- GOAL: Repeat all of the data precisely.

(Records from a dataset)

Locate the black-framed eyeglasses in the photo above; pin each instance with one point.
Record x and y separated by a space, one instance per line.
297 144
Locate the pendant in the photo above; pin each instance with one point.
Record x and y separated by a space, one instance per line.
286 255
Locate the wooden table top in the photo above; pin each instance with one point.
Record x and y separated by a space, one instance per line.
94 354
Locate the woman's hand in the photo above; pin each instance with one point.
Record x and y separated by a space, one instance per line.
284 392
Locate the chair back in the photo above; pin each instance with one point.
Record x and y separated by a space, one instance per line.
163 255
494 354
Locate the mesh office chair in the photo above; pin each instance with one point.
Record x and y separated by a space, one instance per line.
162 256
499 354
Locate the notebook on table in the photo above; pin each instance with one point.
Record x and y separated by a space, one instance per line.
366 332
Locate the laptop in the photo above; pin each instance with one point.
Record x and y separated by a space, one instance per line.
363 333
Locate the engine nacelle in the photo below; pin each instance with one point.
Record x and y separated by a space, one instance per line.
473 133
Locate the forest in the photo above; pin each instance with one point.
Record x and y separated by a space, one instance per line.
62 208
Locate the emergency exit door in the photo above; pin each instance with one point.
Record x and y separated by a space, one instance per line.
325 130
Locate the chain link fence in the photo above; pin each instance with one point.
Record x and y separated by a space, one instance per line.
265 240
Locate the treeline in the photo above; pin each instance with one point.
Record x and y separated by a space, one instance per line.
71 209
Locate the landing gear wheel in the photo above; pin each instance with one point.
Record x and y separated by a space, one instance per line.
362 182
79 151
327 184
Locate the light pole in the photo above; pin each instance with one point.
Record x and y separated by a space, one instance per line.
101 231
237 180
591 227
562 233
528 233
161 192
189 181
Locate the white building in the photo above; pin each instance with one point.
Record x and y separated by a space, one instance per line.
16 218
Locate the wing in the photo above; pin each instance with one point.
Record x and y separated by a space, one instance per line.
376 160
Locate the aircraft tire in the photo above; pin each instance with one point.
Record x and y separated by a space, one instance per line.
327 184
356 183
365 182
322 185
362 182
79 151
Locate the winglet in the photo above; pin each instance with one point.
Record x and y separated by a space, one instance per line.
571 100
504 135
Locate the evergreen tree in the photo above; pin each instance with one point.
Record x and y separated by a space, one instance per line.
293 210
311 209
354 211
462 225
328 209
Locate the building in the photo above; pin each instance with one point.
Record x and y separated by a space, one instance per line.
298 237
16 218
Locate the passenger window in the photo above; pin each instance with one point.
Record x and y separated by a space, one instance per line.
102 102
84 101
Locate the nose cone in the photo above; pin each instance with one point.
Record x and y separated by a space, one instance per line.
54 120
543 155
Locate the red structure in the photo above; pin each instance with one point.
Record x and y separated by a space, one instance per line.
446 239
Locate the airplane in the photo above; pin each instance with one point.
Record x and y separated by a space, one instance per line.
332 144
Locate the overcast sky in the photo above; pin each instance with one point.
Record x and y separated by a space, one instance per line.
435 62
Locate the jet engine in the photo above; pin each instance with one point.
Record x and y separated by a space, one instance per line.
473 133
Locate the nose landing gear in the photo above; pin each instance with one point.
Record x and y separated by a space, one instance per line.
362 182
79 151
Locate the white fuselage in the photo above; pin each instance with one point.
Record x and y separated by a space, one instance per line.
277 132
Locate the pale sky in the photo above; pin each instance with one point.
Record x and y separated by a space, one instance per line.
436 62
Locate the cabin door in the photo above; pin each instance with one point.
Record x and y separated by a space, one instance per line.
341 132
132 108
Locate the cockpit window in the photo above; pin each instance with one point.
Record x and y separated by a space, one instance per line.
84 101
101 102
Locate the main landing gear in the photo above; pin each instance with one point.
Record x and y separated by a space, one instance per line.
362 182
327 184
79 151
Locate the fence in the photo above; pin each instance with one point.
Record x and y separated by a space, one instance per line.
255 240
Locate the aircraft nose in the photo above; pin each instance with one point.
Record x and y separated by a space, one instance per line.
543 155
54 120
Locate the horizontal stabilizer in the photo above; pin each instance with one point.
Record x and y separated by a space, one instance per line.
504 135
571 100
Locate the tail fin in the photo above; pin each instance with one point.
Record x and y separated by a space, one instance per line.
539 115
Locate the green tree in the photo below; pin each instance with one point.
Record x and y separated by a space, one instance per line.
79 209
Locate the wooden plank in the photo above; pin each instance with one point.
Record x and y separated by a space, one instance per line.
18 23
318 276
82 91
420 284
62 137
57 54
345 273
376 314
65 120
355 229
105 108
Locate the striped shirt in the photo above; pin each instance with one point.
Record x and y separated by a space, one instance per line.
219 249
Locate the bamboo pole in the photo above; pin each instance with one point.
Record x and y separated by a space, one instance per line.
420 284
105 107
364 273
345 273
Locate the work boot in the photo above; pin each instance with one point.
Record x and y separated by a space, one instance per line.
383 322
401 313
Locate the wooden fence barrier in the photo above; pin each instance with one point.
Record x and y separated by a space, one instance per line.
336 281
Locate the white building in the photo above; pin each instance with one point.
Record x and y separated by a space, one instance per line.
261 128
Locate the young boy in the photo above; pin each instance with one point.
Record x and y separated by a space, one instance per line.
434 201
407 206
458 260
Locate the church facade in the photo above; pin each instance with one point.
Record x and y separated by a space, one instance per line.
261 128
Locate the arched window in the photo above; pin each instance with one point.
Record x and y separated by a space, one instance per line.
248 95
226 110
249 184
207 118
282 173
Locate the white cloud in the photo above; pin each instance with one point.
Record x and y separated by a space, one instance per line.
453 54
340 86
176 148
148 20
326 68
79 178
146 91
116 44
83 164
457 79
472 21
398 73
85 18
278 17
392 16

- OUTPUT FOR THIS EXERCISE:
Locate the black-framed eyeglasses in the photo above; pin each instance with one point.
Record x and y separated by a space, one instance per line.
297 144
Locate the pendant in the photo above; pin each instance with one point.
Record x and y separated by a space, one instance per line.
286 255
Locate the wooden table top in the photo above; pin each instance with one point.
Record x and y separated by a space, one instance per line.
94 354
Locate the woman's hand in the photo above; pin each instance with one point.
Record x and y separated by a space, one instance per line.
284 392
Locate the chair back in the photo above; pin each instance with one point.
Record x and y separated by a space, one instance per line.
163 255
494 354
Locate the mesh office chair in the photo above; pin each instance with one point.
Record x and y separated by a space, one instance per line.
162 256
499 354
Locate the notebook on table in the photo above; pin each instance with one point.
Record x and y separated by a space, one instance per line.
366 332
Locate the laptop in the photo above; pin each instance with one point.
Record x and y separated by a space, one instance per line.
363 333
Locate the engine nacelle in the photo below; pin each instance with one point.
Record x and y separated by a space, one instance per line.
473 133
Locate the forest in the photo above; pin each instance with one point.
Record x and y separated by a space, one instance per line.
62 208
Locate the emergency exit door in the photo above; pin each instance with one point.
Record x and y separated by a space, one instance per line.
325 130
Locate the chain link fence in the photo above; pin each instance with one point.
Record x and y separated by a space, one instance per line.
265 240
Locate the treeline in the photo above; pin each instance with one point.
Record x and y separated by a space, one instance per line.
71 209
Locate the landing gear wheel in the photo above; pin each instance with one point.
Record x and y separated by a space, one instance per line.
362 182
79 151
327 184
Locate the light pole in the photo above; pin each instance with one point.
Record x and y separated by a space, one instance per line.
101 231
237 180
591 227
562 233
528 233
161 192
189 181
Locate the white building in the photo above; pin each instance with one point.
Record x and y separated by a space, one instance per line.
16 218
Locate the wing in the photo above; pin each instance with one point.
Record x and y separated by a space, one instance per line.
376 160
Locate the aircraft tire in the photo above; pin each instance with one point.
Record x and y separated by a space, one instance per line.
327 184
356 183
365 182
322 185
362 182
79 151
Locate the winglet in the photo above; pin each instance with one point.
Record x and y separated by a space, one instance per line.
571 100
504 135
Locate the evergreen tree in the photo above; pin each instance with one point.
Record x and y separated by a space, one instance per line.
293 210
311 209
354 211
462 225
328 209
Locate the building in the photo above; pin each instance with one point.
Record x and y separated by a space, one instance per line.
298 237
16 218
Locate the passenger window in the photo above; pin each instance with one point.
Record x and y separated by a space, one instance per line.
102 102
84 101
Locate the nose cone in the photo above; pin each instance with one point.
Record x and y separated by a space, one instance per line.
54 120
543 155
Locate the red structure in the photo above; pin each instance with one point.
Record x and y separated by a space, one instance per line.
446 239
Locate the airplane in the photo above; pin each instance with one point.
Record x and y separated by a space, one instance per line.
332 144
Locate the overcast sky in the photo above; pin each instance with one point.
Record x and y separated by a space, one instance per line.
435 62
Locate the jet engine in the photo above; pin each instance with one point.
Record x and y separated by a space, one instance per line.
473 133
Locate the nose landing gear in the photo above; pin each instance with one point.
Record x and y separated by a space, one instance per line.
362 182
79 151
Locate the white fuselage in the photo above; pin each instance with one point.
Record x and y separated by a space, one instance per line.
277 132
Locate the pale sky in the photo above; pin each instance with one point.
Record x and y separated by a space, one instance per line.
436 62
Locate the cabin door in the photo above; pin each instance with one point.
Record x and y separated by a space, one instance per line.
341 132
132 108
Locate the cockpit window in the photo above; pin each instance with one point.
Record x and y separated by a space, one instance per line.
84 101
101 102
Locate the main landing gear in the photo above; pin each instance with one point.
Record x and y separated by a space, one instance per line.
362 182
327 184
79 151
Locate the fence in the photo above; pin each instance with one point.
Record x and y separated by a space, one instance per line.
255 240
Locate the aircraft nose in the photo above; pin each instance with one point.
Record x and y separated by a space, one instance per line.
543 155
54 120
Locate the horizontal stabilizer in the photo above; pin each instance with one point.
Record x and y separated by a space, one instance per line.
504 135
571 100
Locate the tail fin in the photo above; pin each instance with one point.
Record x and y separated by a space, one instance per line.
539 115
Locate the green tree in the photo below; pin each instance with one point.
Record x and y separated by a space, one instance per line.
79 209
Locate the wooden plank in the photo above; pin each instance with one point.
Record x and y separated by a space, one instance per line.
18 23
318 276
82 91
420 284
62 137
57 54
345 273
376 314
65 120
355 229
105 108
Locate the striped shirt in the photo above; pin each instance with one point.
Record x and y separated by a space, one instance per line.
219 249
Locate the bamboo pole in the photo above; pin each instance with one point.
Record x and y separated by a space, one instance per line.
420 284
105 107
364 273
345 273
Locate the work boot in the photo above; pin each instance with one point.
Record x and y separated by a space, one instance per line.
383 322
401 313
Locate the wooden fence barrier in the photo above; pin each instance with one point.
Record x and y separated by a space, one instance per line.
336 281
Locate the white building in the photo above; pin each instance with one point.
Record x and y separated by a space, one instance per line.
261 128
Locate the young boy in the photo above; pin each instance with one point.
Record x and y separated by a space, one instance per line.
434 201
407 206
458 260
Locate the church facade in the photo above; pin each instance with one point.
Record x and y separated by a space, one instance per line.
261 128
Locate the arched window in the photo above; pin each instance with one point.
Record x and y separated by a space, one instance per line.
248 95
226 110
249 184
207 118
282 173
Locate the white cloud in the photo above; pin each instance with one point.
Record x and y separated by a space, one instance per line.
453 54
340 86
176 148
148 20
326 68
79 178
146 91
116 44
83 164
457 79
472 21
398 73
85 18
278 17
392 16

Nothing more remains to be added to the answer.